* REQUIREMENTS:
Return each of the lines below verbatim, omitting the pictures.
◆ ◆ ◆
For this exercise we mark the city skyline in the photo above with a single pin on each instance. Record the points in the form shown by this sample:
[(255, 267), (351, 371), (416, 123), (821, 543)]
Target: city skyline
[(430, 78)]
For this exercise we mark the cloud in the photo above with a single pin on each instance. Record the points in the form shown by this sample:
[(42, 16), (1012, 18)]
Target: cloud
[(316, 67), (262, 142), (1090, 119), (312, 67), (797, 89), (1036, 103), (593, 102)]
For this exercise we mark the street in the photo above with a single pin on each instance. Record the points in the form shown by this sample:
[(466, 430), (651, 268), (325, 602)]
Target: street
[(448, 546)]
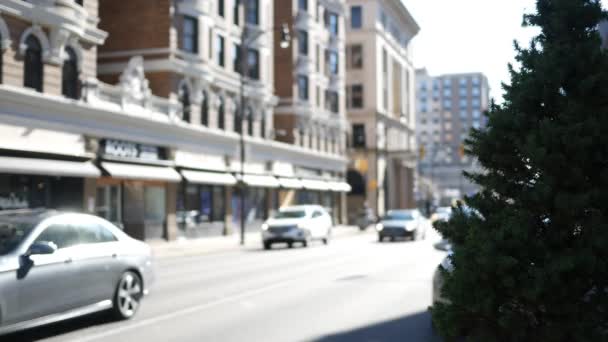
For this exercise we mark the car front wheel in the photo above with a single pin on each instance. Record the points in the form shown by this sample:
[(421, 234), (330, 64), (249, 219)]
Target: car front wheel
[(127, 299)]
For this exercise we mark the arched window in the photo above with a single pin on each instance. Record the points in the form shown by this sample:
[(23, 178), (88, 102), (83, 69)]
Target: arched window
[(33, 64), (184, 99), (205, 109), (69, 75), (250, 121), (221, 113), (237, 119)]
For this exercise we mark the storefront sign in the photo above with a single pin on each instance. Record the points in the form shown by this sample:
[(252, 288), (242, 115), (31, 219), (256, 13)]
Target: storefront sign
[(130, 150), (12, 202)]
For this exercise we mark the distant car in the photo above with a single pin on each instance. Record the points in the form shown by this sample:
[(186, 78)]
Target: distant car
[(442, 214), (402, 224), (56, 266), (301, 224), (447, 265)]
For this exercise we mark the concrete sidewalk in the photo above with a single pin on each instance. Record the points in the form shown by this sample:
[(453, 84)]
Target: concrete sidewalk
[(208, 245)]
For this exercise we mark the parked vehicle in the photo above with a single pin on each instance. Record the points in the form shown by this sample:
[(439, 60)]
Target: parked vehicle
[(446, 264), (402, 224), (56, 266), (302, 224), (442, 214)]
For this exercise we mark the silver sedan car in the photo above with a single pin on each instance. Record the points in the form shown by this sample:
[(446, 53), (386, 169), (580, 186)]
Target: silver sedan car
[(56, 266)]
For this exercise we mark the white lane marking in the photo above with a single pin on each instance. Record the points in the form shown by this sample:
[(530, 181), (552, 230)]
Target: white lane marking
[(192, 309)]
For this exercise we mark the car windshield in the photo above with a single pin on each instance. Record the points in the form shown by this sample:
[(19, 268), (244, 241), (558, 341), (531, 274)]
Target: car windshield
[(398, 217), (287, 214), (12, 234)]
◆ ◆ ◆
* WRITTEN SOLUTION:
For this exercise we mark the city skyline in the photo above with a single pin on each instance. Record the points in the form shown by this sample:
[(255, 267), (351, 371), (416, 123), (821, 543)]
Target: city skyline
[(430, 78)]
For this exercise we mark the cloud in the photo above with a single pin on each instance. Record the points in the form shown by this sample:
[(42, 16), (1012, 18)]
Target: cloud
[(316, 67), (262, 142), (1090, 119), (312, 67), (797, 89), (1036, 103), (593, 102)]
For this exercise we mark the street in the photo above with a single pin on each instance. Record the points in the form shown by this sample:
[(466, 430), (651, 268), (325, 602)]
Target: street
[(448, 546)]
For this exercise we mark the car front wheel in the photo above with a single pin on each instance. Record the points in the form shown by this sample:
[(421, 234), (330, 64), (249, 219)]
Target: car front wheel
[(127, 299)]
For this exercise we mark the arched window in the photo above with a single pin on each instance. Record the points in the form shown by this sample:
[(23, 178), (88, 102), (83, 69)]
Target: arched window
[(33, 64), (184, 99), (205, 109), (69, 75), (250, 121), (221, 113), (237, 119)]
For this exercise we mark the storefront sign in the photo above with a single pin on each instance. Record the points in the form shown by this sample:
[(252, 288), (242, 115), (31, 219), (256, 13)]
Target: storefront sign
[(130, 150), (12, 202)]
For this exercise we mark the distant car in the photo above with a single pin on each instance. Record the points in the form shown by this sample:
[(186, 78)]
Target: distant car
[(442, 214), (402, 224), (56, 266), (301, 224), (447, 265)]
For this exercise we mark the concrete sidewalk in the photo above with a single pin on each instance. Record the points in the form shown by this sample:
[(453, 84)]
Target: concrete sidewalk
[(208, 245)]
For this exercise we mark the parked vehicle in the photo above with a single pin on each instance. Record the points in the form shown by this sample:
[(439, 60)]
Target: parked vehicle
[(446, 264), (402, 224), (56, 266), (302, 224), (442, 214)]
For this exercise we mark the silver sedan car in the photo above with a single pin on each instance. Record the points in the form shown by this sample:
[(446, 53), (386, 169), (580, 186)]
Target: silver sedan car
[(56, 266)]
For this exercise we mark the white lane marking in the photo above with a single pin on each instance. Record the points in the form shown by this sample:
[(530, 181), (552, 230)]
Target: white lane marking
[(192, 309)]
For this exercise we mark the car windshield in the photo above with a single pin on each instance. Record the points in the form shown by this sample:
[(19, 268), (244, 241), (558, 341), (531, 274)]
Target: car windshield
[(398, 217), (287, 214), (12, 234)]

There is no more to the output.